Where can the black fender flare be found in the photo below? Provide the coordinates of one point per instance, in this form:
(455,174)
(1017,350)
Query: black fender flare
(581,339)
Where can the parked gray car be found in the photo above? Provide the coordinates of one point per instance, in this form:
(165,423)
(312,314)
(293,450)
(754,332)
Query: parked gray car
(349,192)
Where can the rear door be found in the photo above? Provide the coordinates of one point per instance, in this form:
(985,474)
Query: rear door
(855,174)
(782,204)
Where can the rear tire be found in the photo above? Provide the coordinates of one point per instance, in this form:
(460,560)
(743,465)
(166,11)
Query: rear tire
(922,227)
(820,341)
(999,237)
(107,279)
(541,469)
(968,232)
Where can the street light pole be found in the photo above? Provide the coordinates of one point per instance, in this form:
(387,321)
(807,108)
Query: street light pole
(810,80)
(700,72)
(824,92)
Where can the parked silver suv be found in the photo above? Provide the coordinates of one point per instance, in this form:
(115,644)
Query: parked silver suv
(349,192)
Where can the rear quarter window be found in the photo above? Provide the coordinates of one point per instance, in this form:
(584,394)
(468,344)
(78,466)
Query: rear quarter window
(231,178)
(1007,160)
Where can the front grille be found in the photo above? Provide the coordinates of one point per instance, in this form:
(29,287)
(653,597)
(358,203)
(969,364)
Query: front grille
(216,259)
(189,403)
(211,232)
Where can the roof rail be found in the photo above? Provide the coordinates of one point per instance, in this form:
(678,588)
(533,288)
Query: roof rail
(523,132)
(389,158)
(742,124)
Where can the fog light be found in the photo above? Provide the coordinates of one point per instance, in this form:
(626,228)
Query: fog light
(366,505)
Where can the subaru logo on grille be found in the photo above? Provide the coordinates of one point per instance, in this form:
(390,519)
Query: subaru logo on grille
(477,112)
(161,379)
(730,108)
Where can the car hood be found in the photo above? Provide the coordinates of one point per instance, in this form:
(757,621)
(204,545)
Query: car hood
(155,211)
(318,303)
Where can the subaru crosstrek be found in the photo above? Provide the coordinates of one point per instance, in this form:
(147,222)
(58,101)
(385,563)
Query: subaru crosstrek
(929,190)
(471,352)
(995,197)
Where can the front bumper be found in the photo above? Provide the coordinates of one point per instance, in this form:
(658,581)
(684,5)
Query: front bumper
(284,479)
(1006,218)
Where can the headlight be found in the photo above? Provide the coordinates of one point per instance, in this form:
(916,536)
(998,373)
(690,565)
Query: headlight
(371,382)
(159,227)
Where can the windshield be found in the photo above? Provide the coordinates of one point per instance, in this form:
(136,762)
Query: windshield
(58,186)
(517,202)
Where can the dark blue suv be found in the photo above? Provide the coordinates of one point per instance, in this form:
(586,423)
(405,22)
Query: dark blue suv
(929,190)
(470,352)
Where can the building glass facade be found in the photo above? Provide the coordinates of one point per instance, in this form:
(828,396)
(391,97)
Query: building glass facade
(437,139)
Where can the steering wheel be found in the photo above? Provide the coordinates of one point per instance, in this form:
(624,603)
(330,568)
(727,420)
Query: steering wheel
****************
_Challenge_.
Edit the entries from the line with "Where can the subaru logo" through the end of the entries, replacing "headlight" with "headlamp" and leaving everything else unchanged. Give only those lines.

_Solution_.
Where can the subaru logo on grille be found in the photo above? Provide the coordinates of one point per instance, in this form:
(390,519)
Query: subaru logo on grille
(477,112)
(161,379)
(730,108)
Where can the car hood be found in the photo above? Provide the coordinates of one point per instance, in this form:
(757,621)
(204,545)
Query: car hood
(155,211)
(318,303)
Where can the subaru crosstrek be found in the photo above? Provide the coordinates of one point per instance, in this form:
(147,222)
(58,101)
(385,563)
Query: subaru crosstrek
(929,190)
(471,352)
(995,197)
Where can the front bumper be found in the photo above? Provide the coordinates of one point per instance, in this form:
(658,581)
(684,5)
Query: front bumper
(284,479)
(1006,218)
Where can the headlamp be found in the photo above? Provide the coordinates of one point per instance, in this form:
(916,536)
(998,373)
(690,565)
Query: headlamp
(371,382)
(159,227)
Where can the windshield be found in the photo above? Provide the coordinates of one point per instance, in this form:
(136,762)
Query: windshield
(58,186)
(517,202)
Where can the dark blue suv be found in the photo above? Provide the coordinates of one point per instance, in this form:
(586,423)
(405,22)
Query: dark blue suv
(929,190)
(470,352)
Where can the building glass facade be found in the photo above? Provide the coordinates of one point per instance, in this form:
(828,396)
(391,97)
Query: building glass facade
(437,139)
Where can the steering wheel be found in the photo above? Provide the coordinates of one point per instance, in this form:
(624,603)
(330,568)
(727,420)
Query: steering wheel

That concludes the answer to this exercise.